Return every line of the rows below that contains the string "target", copied in full. Matching is case-sensitive.

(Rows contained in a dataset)
....
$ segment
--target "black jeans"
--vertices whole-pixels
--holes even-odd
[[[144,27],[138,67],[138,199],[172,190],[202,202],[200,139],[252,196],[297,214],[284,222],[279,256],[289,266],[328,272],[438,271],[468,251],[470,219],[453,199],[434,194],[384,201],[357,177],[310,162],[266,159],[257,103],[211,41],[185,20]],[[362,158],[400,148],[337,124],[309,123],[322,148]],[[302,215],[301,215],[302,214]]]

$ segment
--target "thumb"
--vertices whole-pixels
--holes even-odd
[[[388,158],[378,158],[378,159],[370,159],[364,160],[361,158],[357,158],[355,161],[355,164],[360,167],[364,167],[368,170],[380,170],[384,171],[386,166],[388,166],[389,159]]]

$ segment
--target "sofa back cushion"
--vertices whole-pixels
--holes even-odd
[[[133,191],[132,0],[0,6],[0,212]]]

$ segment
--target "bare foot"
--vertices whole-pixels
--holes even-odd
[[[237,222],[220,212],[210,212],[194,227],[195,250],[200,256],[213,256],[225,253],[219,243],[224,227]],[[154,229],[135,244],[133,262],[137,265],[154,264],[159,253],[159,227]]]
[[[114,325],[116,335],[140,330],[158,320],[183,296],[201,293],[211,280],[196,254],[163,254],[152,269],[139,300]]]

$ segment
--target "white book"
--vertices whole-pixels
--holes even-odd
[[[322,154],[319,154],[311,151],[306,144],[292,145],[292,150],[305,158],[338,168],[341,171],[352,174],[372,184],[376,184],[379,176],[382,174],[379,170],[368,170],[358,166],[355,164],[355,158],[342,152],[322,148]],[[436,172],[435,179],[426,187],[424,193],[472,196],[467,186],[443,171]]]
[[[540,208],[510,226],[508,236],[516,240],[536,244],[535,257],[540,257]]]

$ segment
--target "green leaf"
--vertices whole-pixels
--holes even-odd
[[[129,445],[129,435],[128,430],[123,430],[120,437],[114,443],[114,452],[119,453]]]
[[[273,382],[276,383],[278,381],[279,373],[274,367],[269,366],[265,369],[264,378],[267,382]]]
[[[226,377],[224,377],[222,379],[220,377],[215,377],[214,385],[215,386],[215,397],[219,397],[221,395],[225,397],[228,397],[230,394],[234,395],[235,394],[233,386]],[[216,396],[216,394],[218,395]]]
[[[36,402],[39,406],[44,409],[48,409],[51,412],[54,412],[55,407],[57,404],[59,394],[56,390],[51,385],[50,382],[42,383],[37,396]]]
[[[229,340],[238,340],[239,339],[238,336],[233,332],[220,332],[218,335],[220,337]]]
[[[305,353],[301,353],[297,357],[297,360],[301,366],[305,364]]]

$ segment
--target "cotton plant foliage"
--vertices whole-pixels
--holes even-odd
....
TASK RESPONSE:
--target "black jeans"
--target "thumb"
--target "sofa back cushion"
--target "bare foot"
--target "white book"
--target "green leaf"
--target "cotton plant foliage"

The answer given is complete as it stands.